# [Your task]
When you reach the line with "Query: driveway" in the listing below, transcribe it and each line after it up to and including the line with "Query: road surface", exactly and with nothing else.

# [Exercise data]

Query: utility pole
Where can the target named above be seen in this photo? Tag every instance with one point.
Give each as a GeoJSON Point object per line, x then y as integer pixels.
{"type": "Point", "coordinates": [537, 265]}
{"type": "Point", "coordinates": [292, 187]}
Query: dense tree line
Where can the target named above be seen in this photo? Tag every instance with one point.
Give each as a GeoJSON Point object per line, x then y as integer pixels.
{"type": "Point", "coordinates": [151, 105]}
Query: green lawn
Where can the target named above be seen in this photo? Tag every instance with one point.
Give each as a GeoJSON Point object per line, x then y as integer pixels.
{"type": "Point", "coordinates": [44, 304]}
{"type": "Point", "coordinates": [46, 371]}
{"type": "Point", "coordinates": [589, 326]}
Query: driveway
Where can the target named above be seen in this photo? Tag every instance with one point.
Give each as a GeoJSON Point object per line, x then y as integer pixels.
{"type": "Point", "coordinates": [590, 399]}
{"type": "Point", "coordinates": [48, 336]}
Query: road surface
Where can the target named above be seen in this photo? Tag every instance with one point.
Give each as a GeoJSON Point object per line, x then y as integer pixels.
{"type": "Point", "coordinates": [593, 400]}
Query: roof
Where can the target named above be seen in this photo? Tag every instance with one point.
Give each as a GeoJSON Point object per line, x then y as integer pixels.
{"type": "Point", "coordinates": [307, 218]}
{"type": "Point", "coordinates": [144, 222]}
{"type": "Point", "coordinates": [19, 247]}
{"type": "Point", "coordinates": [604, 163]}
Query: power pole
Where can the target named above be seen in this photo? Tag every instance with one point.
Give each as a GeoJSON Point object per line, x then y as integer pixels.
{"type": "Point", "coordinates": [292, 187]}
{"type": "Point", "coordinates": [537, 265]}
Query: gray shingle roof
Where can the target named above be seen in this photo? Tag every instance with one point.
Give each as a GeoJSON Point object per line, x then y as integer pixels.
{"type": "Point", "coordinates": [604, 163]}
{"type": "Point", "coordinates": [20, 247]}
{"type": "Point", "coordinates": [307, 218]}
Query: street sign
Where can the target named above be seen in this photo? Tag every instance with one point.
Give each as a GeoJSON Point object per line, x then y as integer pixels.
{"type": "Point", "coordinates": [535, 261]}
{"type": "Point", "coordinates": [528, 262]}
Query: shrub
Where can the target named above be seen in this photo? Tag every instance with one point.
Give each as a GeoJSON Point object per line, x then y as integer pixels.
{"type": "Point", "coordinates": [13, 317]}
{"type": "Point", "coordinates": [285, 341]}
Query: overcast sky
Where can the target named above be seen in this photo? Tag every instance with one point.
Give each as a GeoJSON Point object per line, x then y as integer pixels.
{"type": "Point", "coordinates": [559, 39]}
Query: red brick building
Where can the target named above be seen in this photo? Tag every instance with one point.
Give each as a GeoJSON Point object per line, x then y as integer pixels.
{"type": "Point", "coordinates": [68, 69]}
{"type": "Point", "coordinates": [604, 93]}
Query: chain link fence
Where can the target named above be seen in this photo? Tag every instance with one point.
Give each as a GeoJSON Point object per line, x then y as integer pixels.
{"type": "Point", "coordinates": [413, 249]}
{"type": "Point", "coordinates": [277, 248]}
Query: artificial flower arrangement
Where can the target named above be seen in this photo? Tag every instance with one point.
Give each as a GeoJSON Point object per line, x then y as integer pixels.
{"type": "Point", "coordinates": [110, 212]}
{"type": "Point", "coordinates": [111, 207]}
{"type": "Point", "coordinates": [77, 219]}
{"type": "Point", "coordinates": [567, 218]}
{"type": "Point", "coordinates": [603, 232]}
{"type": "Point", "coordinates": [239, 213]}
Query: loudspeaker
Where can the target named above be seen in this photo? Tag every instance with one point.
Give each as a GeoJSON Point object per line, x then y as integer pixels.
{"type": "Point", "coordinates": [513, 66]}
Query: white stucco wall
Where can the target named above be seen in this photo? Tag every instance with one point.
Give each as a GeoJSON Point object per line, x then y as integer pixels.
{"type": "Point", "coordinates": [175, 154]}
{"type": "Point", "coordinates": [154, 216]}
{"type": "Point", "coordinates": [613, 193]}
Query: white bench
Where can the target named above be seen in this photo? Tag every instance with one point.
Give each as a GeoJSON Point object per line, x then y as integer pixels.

# [Written reply]
Query: driveway
Where can the target named above be seen in this photo? Tag every instance with one point.
Give each as a GeoJSON Point object per line, x then y as integer pixels.
{"type": "Point", "coordinates": [590, 399]}
{"type": "Point", "coordinates": [48, 336]}
Query: road surface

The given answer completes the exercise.